- [DATA FOR PROCESSING]:
+ + + + +
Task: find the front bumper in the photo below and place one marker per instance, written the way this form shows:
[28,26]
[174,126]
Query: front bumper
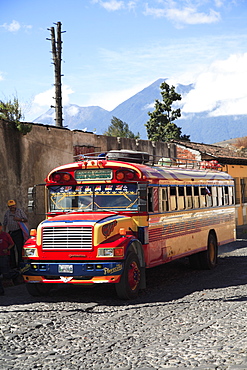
[76,273]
+ + + + +
- [REQUIREMENT]: Could you write out every one of the lines above again, word for word, leaving out the picture?

- [EXPECTED ANSWER]:
Task: find the front bumper in the photo below and place one marker per instance, written the way this form shows:
[28,26]
[174,126]
Query: front bumper
[76,273]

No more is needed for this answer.